--- BEGIN ---

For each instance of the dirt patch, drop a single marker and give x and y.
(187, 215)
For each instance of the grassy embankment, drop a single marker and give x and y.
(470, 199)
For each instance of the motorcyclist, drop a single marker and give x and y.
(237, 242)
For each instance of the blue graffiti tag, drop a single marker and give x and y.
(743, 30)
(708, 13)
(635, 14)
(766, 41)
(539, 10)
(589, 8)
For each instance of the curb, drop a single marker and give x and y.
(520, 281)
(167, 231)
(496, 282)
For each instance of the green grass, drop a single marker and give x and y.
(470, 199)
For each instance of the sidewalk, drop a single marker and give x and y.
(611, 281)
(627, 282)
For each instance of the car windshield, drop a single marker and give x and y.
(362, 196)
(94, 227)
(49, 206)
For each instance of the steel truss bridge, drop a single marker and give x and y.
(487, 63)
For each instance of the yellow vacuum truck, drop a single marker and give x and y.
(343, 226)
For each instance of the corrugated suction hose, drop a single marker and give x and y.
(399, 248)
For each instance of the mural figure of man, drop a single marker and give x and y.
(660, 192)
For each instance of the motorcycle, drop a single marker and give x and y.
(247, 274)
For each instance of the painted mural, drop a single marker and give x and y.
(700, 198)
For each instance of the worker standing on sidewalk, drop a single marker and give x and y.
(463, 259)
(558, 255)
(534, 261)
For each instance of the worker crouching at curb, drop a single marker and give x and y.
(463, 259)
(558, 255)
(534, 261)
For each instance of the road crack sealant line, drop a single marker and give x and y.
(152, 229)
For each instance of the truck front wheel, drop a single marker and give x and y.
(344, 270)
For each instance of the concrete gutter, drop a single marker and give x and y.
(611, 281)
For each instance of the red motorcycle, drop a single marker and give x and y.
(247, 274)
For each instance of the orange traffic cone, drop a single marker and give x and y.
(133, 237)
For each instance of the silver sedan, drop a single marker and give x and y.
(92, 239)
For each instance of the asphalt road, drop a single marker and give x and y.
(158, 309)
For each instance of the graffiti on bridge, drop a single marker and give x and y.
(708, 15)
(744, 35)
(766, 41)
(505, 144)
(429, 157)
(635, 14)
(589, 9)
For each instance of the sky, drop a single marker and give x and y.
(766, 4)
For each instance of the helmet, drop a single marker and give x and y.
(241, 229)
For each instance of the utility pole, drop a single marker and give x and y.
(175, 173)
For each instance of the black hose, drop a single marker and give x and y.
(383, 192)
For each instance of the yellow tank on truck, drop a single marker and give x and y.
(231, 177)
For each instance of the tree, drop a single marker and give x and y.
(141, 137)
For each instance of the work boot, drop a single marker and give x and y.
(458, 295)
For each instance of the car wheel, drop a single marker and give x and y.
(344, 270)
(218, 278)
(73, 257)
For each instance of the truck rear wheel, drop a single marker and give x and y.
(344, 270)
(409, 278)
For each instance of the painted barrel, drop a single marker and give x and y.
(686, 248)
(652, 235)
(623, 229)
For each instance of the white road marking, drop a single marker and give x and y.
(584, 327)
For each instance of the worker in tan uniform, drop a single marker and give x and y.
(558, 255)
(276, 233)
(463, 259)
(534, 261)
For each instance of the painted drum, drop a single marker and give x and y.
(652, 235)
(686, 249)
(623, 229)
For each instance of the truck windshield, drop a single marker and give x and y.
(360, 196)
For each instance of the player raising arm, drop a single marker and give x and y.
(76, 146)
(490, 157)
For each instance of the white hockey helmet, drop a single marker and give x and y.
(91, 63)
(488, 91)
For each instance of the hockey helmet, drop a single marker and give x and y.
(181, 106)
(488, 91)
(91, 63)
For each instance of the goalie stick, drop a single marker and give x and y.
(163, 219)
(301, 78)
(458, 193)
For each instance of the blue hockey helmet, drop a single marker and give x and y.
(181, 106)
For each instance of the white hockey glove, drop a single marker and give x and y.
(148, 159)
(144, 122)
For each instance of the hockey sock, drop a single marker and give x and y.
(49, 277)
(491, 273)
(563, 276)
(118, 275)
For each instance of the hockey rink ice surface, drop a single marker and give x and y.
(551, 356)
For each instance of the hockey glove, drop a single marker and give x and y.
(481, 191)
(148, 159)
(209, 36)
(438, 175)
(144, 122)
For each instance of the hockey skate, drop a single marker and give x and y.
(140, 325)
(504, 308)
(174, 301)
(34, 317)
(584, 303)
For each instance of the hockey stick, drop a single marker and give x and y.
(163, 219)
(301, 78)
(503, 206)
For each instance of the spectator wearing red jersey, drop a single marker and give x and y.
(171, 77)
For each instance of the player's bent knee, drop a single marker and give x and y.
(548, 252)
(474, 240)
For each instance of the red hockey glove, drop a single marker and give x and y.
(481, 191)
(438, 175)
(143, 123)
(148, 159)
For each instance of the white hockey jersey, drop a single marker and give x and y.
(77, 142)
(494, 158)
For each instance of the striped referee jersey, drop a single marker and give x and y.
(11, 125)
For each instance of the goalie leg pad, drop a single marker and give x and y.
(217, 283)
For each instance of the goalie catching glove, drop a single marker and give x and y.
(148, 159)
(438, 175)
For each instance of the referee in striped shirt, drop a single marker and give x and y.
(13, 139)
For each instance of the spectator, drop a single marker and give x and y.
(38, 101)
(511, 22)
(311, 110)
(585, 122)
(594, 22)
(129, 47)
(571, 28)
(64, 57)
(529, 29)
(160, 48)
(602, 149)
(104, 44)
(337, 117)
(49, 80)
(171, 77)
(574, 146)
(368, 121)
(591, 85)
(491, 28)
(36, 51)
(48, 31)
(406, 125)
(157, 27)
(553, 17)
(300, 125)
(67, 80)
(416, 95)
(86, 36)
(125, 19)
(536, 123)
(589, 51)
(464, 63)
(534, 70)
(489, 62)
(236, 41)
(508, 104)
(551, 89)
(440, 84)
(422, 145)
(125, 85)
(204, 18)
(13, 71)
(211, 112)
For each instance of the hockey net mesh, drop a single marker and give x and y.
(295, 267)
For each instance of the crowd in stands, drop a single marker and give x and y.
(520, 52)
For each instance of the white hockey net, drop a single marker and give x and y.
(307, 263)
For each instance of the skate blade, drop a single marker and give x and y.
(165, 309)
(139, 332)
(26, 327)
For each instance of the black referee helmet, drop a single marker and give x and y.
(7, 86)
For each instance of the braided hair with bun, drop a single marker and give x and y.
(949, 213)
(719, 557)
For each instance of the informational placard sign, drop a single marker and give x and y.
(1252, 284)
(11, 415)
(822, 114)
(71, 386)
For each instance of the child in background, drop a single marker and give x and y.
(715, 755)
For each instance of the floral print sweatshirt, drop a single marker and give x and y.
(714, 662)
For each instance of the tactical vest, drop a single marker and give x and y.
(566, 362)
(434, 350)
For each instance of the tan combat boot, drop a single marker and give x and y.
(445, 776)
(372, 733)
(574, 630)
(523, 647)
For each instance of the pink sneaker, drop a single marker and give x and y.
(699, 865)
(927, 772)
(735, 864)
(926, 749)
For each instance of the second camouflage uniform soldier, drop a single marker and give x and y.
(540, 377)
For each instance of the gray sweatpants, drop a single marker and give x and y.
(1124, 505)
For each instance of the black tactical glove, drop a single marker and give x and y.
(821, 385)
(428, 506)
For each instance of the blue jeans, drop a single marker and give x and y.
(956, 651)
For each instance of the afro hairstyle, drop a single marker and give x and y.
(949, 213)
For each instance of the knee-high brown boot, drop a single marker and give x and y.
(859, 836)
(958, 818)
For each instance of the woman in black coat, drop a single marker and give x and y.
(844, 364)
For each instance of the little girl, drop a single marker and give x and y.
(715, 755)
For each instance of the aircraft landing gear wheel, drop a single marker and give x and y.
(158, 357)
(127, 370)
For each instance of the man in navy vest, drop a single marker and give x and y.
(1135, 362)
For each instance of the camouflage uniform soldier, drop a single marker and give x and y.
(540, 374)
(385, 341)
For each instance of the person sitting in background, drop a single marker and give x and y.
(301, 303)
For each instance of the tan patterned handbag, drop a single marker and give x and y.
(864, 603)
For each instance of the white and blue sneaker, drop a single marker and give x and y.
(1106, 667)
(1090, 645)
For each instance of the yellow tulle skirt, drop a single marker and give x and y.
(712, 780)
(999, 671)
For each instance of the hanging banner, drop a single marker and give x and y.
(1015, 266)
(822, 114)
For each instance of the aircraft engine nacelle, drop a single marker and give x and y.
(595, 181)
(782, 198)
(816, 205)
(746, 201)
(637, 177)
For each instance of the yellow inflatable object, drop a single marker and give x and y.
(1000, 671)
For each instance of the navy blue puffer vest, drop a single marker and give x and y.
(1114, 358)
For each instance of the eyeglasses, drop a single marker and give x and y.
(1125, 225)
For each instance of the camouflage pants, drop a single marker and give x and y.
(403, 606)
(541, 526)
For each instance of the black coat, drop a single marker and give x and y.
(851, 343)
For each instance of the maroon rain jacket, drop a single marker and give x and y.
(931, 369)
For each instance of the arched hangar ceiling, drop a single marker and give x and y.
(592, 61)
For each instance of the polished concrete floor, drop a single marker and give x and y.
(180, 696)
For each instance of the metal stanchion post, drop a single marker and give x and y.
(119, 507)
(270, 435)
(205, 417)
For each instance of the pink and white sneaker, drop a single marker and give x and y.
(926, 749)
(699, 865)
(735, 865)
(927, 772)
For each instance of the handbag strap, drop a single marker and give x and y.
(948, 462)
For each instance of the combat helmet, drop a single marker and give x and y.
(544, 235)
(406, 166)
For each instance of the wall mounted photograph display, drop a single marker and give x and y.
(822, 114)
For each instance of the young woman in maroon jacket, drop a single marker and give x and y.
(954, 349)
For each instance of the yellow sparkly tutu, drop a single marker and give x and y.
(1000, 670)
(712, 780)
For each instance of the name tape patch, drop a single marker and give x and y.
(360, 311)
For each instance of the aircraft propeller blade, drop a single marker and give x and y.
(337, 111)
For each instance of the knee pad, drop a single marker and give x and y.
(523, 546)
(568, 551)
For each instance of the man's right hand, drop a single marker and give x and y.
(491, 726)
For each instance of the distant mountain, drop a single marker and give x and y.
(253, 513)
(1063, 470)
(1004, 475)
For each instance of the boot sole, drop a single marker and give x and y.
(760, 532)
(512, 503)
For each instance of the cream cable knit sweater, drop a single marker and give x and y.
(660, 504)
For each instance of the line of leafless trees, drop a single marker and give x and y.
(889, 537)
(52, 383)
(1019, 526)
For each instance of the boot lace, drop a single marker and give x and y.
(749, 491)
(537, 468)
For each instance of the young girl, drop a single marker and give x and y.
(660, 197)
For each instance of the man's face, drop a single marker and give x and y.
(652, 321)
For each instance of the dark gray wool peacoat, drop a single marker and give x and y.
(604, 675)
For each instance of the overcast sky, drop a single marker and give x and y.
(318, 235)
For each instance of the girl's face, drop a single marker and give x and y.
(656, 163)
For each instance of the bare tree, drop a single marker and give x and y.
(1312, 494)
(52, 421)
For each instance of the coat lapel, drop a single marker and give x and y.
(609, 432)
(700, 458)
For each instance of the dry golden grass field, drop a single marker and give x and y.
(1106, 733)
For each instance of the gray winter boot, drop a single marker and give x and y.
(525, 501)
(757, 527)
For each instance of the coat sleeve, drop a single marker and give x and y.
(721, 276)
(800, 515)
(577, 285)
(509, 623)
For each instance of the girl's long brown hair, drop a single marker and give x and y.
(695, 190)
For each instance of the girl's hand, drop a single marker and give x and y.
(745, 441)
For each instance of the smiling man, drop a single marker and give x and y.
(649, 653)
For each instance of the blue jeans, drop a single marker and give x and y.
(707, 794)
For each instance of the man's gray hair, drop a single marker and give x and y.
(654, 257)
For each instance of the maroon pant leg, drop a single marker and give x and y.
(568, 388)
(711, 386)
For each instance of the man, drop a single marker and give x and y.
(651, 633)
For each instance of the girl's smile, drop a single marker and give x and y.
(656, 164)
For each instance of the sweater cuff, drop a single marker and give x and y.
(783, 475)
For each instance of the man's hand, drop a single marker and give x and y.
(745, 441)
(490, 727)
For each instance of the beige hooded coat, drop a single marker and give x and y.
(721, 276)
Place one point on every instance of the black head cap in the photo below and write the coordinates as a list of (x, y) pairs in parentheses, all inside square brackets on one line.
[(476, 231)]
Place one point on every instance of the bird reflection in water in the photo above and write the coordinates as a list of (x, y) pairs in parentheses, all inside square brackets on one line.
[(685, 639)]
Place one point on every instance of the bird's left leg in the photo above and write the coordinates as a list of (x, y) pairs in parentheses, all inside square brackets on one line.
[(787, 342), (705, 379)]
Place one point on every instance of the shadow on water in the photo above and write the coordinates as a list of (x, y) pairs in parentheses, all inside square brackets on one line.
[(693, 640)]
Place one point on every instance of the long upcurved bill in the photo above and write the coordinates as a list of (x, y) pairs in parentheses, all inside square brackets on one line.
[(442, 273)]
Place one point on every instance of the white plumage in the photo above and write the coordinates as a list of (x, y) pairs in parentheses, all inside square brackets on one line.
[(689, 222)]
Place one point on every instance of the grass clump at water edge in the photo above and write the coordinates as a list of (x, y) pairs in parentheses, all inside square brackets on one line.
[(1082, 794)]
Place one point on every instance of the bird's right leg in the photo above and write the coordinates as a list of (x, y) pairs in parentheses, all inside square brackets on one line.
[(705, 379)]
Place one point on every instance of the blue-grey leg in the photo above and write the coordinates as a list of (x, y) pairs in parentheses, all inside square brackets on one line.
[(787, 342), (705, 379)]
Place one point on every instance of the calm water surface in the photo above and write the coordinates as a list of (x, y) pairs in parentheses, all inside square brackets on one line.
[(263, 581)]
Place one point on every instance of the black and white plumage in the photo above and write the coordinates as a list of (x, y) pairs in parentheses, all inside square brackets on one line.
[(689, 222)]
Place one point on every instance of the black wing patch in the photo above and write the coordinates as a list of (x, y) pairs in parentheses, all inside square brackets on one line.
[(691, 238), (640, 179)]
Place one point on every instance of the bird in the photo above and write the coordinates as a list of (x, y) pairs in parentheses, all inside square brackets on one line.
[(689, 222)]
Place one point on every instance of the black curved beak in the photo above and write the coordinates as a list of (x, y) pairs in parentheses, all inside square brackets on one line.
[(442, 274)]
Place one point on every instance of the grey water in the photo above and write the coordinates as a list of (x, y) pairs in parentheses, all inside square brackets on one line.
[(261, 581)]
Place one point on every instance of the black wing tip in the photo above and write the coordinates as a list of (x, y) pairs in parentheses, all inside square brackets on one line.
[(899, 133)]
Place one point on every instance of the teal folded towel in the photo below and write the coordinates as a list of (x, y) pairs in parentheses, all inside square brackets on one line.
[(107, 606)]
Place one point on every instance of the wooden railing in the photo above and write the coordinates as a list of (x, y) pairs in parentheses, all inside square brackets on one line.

--- END ---

[Do this]
Set down nothing but the lines from the one with "Place one point on every instance of the bird's right" through the end of the records, keeping each line exactly as written and including both ends.

[Task response]
Place one point on every instance of the bird's right leg in the photo above and write the coordinates as a list of (x, y) pairs in parentheses, all inside square brackets on one line.
[(705, 379)]
Place one point on every instance of the blue-grey leg in the photo above and write the coordinates as a list of (x, y) pairs in parentheses, all inside square brackets on one line.
[(787, 342), (705, 379)]
Place one point on every instance of the calm water surface in the photo above and write the coordinates as a list of (x, y) pairs in parentheses, all inside square brackets on one line.
[(263, 581)]
Place one point on every instance of the black and white plumage in the photo above and write the coordinates as a list of (x, y) pairs in parentheses, all inside square brackets on one line.
[(689, 222)]
Place one point on every instance of the black wing patch in the photo above and write the coordinates as a list of (x, y) pairs in parentheses, all inside square brackets on one line.
[(691, 238), (640, 179)]
Place one point on every instance of the bird in the photo above and write the coordinates as a list of (x, y) pairs in parentheses, all inside square brackets on one line.
[(689, 222)]
Place one point on every instance of the black curved beak in the photo above and write the coordinates as a list of (x, y) pairs in parentheses, all inside square brackets on one line.
[(442, 274)]
Place one point on every instance of the grey water in the photo above and write the coordinates as a list of (x, y) pairs in parentheses, all inside square brackets on one line.
[(261, 581)]
Place one point on every instance of the black wing tip in the photo above and write the coordinates as a list of (x, y) pairs in parentheses, all inside square brackets on one line.
[(899, 133)]
Place one point on every instance of the teal folded towel in the photo below and write the coordinates as a list of (x, y) pairs in parentheses, all inside square brackets on one line.
[(107, 606)]
Place one point on every instance of the wooden railing in the photo above and write the coordinates as a list of (x, y) pairs in parentheses, all inside square brackets on one line.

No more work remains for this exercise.